Data items:

═══

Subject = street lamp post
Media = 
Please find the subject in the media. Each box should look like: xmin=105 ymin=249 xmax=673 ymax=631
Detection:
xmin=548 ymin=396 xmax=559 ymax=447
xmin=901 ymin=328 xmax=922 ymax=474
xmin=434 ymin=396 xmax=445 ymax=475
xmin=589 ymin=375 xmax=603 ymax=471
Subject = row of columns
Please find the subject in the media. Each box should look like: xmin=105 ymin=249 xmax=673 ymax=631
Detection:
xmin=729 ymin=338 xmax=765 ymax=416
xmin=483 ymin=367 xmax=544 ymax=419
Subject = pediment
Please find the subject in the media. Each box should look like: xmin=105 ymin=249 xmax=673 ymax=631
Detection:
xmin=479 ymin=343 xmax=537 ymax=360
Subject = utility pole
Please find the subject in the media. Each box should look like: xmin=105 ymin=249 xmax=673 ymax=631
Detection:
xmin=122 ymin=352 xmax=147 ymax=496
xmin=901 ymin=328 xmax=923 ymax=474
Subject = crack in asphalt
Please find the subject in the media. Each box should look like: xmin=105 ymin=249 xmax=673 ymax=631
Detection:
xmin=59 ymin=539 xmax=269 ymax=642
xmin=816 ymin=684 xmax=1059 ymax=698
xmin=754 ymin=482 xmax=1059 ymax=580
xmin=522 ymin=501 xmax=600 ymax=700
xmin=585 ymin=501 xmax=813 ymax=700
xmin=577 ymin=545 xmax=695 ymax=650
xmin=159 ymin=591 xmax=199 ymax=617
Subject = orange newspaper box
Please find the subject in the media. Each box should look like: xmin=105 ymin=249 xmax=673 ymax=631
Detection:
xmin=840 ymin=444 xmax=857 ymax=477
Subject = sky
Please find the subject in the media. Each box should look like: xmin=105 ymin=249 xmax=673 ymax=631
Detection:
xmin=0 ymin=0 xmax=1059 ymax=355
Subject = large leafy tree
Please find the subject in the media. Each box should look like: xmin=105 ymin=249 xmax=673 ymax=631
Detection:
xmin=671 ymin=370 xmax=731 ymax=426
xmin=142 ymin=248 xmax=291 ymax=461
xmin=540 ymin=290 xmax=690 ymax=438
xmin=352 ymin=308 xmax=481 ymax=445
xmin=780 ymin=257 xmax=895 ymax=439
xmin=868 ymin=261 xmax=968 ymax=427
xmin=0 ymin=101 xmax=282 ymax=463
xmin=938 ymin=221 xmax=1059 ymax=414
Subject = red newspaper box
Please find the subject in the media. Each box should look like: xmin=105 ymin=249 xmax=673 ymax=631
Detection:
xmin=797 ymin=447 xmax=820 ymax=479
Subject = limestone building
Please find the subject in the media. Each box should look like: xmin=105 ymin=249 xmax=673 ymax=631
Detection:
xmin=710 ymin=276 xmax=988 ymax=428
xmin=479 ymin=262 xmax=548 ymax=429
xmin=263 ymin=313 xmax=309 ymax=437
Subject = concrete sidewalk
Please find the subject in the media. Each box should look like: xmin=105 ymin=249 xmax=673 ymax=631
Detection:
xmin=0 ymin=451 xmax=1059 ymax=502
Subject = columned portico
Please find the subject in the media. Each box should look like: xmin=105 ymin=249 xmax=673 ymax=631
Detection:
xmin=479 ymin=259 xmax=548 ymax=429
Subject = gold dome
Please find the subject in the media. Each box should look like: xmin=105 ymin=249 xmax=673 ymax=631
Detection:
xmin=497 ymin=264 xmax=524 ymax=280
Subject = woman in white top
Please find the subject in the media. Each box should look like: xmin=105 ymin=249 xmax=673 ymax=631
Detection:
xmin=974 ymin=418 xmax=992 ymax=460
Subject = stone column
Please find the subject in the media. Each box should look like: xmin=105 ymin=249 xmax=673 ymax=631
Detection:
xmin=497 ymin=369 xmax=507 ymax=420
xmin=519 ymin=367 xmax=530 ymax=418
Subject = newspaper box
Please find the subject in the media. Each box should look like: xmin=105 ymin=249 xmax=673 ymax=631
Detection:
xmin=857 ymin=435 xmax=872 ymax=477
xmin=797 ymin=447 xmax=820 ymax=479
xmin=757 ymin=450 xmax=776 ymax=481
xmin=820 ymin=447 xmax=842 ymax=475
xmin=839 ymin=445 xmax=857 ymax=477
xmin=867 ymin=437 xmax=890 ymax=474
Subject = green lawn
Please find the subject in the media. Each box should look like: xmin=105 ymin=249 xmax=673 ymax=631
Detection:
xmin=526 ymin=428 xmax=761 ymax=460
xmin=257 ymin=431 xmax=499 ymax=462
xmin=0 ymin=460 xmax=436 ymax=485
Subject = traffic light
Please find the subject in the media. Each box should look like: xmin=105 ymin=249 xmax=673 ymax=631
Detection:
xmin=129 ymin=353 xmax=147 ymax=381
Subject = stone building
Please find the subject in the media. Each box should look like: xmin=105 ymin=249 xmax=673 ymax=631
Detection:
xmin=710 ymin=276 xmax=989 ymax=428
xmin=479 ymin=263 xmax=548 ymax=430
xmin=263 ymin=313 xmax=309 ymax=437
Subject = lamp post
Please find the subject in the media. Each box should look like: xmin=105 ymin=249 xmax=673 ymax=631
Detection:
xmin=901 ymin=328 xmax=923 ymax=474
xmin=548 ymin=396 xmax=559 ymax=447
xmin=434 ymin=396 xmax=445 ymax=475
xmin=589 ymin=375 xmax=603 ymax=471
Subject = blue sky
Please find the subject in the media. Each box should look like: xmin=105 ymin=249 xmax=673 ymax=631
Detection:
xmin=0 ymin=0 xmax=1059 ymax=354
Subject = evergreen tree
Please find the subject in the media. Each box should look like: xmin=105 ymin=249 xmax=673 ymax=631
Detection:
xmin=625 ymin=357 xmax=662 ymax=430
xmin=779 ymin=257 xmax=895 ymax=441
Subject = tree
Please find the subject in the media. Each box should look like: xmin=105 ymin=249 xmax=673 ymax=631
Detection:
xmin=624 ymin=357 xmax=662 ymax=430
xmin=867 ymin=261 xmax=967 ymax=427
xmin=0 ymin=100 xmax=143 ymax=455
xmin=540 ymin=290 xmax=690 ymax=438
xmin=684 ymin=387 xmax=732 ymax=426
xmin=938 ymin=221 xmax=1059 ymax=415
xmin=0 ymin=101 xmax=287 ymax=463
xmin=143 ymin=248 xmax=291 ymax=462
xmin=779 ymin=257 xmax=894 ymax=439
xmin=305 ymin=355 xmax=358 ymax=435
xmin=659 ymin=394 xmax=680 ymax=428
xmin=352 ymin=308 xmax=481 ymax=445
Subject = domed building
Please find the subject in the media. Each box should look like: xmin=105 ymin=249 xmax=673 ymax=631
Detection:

═══

**SET EXERCISE:**
Set out all of the material above as a Markdown table with two columns, n for the row number and Line for the line itself, skipping any blank lines.

**RESPONSE:**
| n | Line |
|---|---|
| 1 | Subject = street lamp post |
| 2 | Media =  |
| 3 | Please find the subject in the media. Each box should look like: xmin=105 ymin=249 xmax=673 ymax=631 |
| 4 | Detection: |
| 5 | xmin=548 ymin=396 xmax=559 ymax=447 |
| 6 | xmin=901 ymin=328 xmax=922 ymax=474 |
| 7 | xmin=434 ymin=396 xmax=445 ymax=475 |
| 8 | xmin=589 ymin=375 xmax=603 ymax=471 |
| 9 | Subject = row of columns |
| 10 | Please find the subject in the media. Each box should look like: xmin=105 ymin=249 xmax=673 ymax=631 |
| 11 | Detection: |
| 12 | xmin=729 ymin=338 xmax=765 ymax=416 |
| 13 | xmin=483 ymin=367 xmax=544 ymax=419 |
| 14 | Subject = pediment |
| 15 | Please find the subject in the media. Each box should look like: xmin=105 ymin=249 xmax=673 ymax=631 |
| 16 | Detection: |
| 17 | xmin=479 ymin=343 xmax=537 ymax=360 |
| 18 | Subject = utility pole |
| 19 | Please find the subject in the media. Each box should look like: xmin=105 ymin=249 xmax=673 ymax=631 |
| 20 | Detection: |
| 21 | xmin=122 ymin=352 xmax=147 ymax=496 |
| 22 | xmin=901 ymin=328 xmax=923 ymax=474 |
| 23 | Subject = crack in asphalt |
| 24 | Please find the subject in the media. Each box should look like: xmin=105 ymin=249 xmax=673 ymax=631 |
| 25 | Detection: |
| 26 | xmin=59 ymin=539 xmax=269 ymax=642 |
| 27 | xmin=816 ymin=684 xmax=1059 ymax=698 |
| 28 | xmin=754 ymin=482 xmax=1059 ymax=580 |
| 29 | xmin=522 ymin=501 xmax=600 ymax=700 |
| 30 | xmin=585 ymin=501 xmax=813 ymax=700 |
| 31 | xmin=577 ymin=545 xmax=695 ymax=650 |
| 32 | xmin=159 ymin=591 xmax=199 ymax=617 |
| 33 | Subject = orange newspaper box |
| 34 | Please find the subject in the media. Each box should look like: xmin=105 ymin=249 xmax=673 ymax=631 |
| 35 | Detection: |
| 36 | xmin=840 ymin=444 xmax=857 ymax=477 |
| 37 | Subject = sky |
| 38 | Please find the subject in the media. Each box should look like: xmin=105 ymin=249 xmax=673 ymax=631 |
| 39 | Detection: |
| 40 | xmin=0 ymin=0 xmax=1059 ymax=355 |
| 41 | Subject = large leafy tree |
| 42 | Please find the subject in the media. Each box should look like: xmin=105 ymin=249 xmax=673 ymax=631 |
| 43 | Detection: |
| 44 | xmin=671 ymin=370 xmax=731 ymax=426 |
| 45 | xmin=142 ymin=248 xmax=291 ymax=461 |
| 46 | xmin=540 ymin=290 xmax=690 ymax=438 |
| 47 | xmin=352 ymin=308 xmax=481 ymax=445 |
| 48 | xmin=780 ymin=257 xmax=895 ymax=439 |
| 49 | xmin=868 ymin=261 xmax=968 ymax=427 |
| 50 | xmin=0 ymin=101 xmax=282 ymax=463 |
| 51 | xmin=938 ymin=221 xmax=1059 ymax=414 |
| 52 | Subject = red newspaper box |
| 53 | Please find the subject in the media. Each box should look like: xmin=105 ymin=249 xmax=673 ymax=631 |
| 54 | Detection: |
| 55 | xmin=797 ymin=447 xmax=820 ymax=479 |
| 56 | Subject = limestone building |
| 57 | Please find the subject in the media. Each box should look like: xmin=105 ymin=249 xmax=673 ymax=631 |
| 58 | Detection: |
| 59 | xmin=710 ymin=276 xmax=988 ymax=428 |
| 60 | xmin=479 ymin=262 xmax=548 ymax=429 |
| 61 | xmin=263 ymin=313 xmax=309 ymax=437 |
| 62 | Subject = concrete sidewalk |
| 63 | Please find the subject in the media. Each box should look like: xmin=105 ymin=249 xmax=673 ymax=631 |
| 64 | Detection: |
| 65 | xmin=0 ymin=451 xmax=1059 ymax=502 |
| 66 | Subject = columned portico |
| 67 | Please find the subject in the media. Each box should look like: xmin=105 ymin=249 xmax=673 ymax=631 |
| 68 | Detection: |
| 69 | xmin=479 ymin=259 xmax=548 ymax=429 |
| 70 | Subject = gold dome |
| 71 | Please find the subject in the media. Each box should look like: xmin=105 ymin=249 xmax=673 ymax=631 |
| 72 | Detection: |
| 73 | xmin=497 ymin=264 xmax=524 ymax=280 |
| 74 | Subject = woman in white top |
| 75 | Please find the subject in the media. Each box should look like: xmin=105 ymin=249 xmax=673 ymax=631 |
| 76 | Detection: |
| 77 | xmin=974 ymin=418 xmax=992 ymax=460 |
| 78 | Subject = stone column |
| 79 | Please find the subject in the media. Each box should look like: xmin=105 ymin=249 xmax=673 ymax=631 |
| 80 | Detection: |
| 81 | xmin=497 ymin=369 xmax=507 ymax=420 |
| 82 | xmin=519 ymin=367 xmax=530 ymax=418 |
| 83 | Subject = newspaper box |
| 84 | Please find the subject in the media. Each box should look like: xmin=105 ymin=249 xmax=673 ymax=631 |
| 85 | Detection: |
| 86 | xmin=857 ymin=435 xmax=872 ymax=477 |
| 87 | xmin=797 ymin=447 xmax=820 ymax=479 |
| 88 | xmin=757 ymin=450 xmax=776 ymax=481 |
| 89 | xmin=820 ymin=447 xmax=842 ymax=475 |
| 90 | xmin=839 ymin=445 xmax=857 ymax=477 |
| 91 | xmin=867 ymin=437 xmax=890 ymax=474 |
| 92 | Subject = green lawn |
| 93 | Please find the subject in the media. Each box should look like: xmin=105 ymin=249 xmax=673 ymax=631 |
| 94 | Detection: |
| 95 | xmin=526 ymin=428 xmax=761 ymax=460 |
| 96 | xmin=257 ymin=431 xmax=499 ymax=462 |
| 97 | xmin=0 ymin=460 xmax=436 ymax=485 |
| 98 | Subject = traffic light |
| 99 | Please find the subject in the media. Each box should look like: xmin=105 ymin=249 xmax=673 ymax=631 |
| 100 | Detection: |
| 101 | xmin=129 ymin=353 xmax=147 ymax=381 |
| 102 | Subject = stone building |
| 103 | Please find the subject in the media. Each box should look like: xmin=105 ymin=249 xmax=673 ymax=631 |
| 104 | Detection: |
| 105 | xmin=710 ymin=276 xmax=989 ymax=428 |
| 106 | xmin=479 ymin=263 xmax=548 ymax=430 |
| 107 | xmin=263 ymin=313 xmax=309 ymax=437 |
| 108 | Subject = lamp post |
| 109 | Please find the subject in the media. Each box should look like: xmin=105 ymin=249 xmax=673 ymax=631 |
| 110 | Detection: |
| 111 | xmin=901 ymin=328 xmax=923 ymax=474 |
| 112 | xmin=548 ymin=396 xmax=559 ymax=447 |
| 113 | xmin=434 ymin=396 xmax=445 ymax=475 |
| 114 | xmin=589 ymin=375 xmax=603 ymax=471 |
| 115 | Subject = blue sky |
| 116 | Please find the subject in the media. Each box should look like: xmin=105 ymin=249 xmax=673 ymax=631 |
| 117 | Detection: |
| 118 | xmin=0 ymin=0 xmax=1059 ymax=354 |
| 119 | Subject = evergreen tree |
| 120 | Please find the subject in the media. Each box should look like: xmin=105 ymin=249 xmax=673 ymax=631 |
| 121 | Detection: |
| 122 | xmin=625 ymin=357 xmax=662 ymax=430 |
| 123 | xmin=779 ymin=257 xmax=895 ymax=441 |
| 124 | Subject = tree |
| 125 | Please find the subject in the media. Each box should look like: xmin=105 ymin=249 xmax=673 ymax=631 |
| 126 | Detection: |
| 127 | xmin=624 ymin=357 xmax=662 ymax=430 |
| 128 | xmin=867 ymin=261 xmax=967 ymax=427 |
| 129 | xmin=0 ymin=100 xmax=143 ymax=455 |
| 130 | xmin=540 ymin=290 xmax=690 ymax=438 |
| 131 | xmin=684 ymin=387 xmax=732 ymax=426 |
| 132 | xmin=938 ymin=221 xmax=1059 ymax=415 |
| 133 | xmin=0 ymin=101 xmax=287 ymax=463 |
| 134 | xmin=143 ymin=248 xmax=291 ymax=462 |
| 135 | xmin=779 ymin=257 xmax=894 ymax=439 |
| 136 | xmin=305 ymin=355 xmax=358 ymax=435 |
| 137 | xmin=659 ymin=394 xmax=680 ymax=428 |
| 138 | xmin=352 ymin=308 xmax=481 ymax=445 |
| 139 | Subject = domed building |
| 140 | Please find the subject in the media. Each box should look like: xmin=105 ymin=249 xmax=673 ymax=631 |
| 141 | Detection: |